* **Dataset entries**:
▬▬▬
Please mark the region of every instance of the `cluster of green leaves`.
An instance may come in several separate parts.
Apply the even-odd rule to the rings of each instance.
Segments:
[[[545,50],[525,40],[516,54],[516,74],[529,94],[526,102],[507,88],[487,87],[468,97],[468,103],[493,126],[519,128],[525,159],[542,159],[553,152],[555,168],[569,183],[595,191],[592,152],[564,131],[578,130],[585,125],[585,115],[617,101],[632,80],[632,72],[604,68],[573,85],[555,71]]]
▬▬▬
Echo these lines back word for word.

Please mark the region of every instance of the `cluster of green leaves`.
An instance may come in several separate parts.
Apply the even-odd rule to the rings of each instance.
Segments:
[[[545,50],[525,40],[516,54],[516,74],[529,94],[526,102],[507,88],[487,87],[468,97],[468,103],[493,126],[519,128],[525,159],[542,159],[553,152],[555,168],[569,183],[595,191],[592,152],[564,131],[578,130],[585,125],[585,115],[617,101],[632,80],[632,72],[604,68],[573,85],[555,71]]]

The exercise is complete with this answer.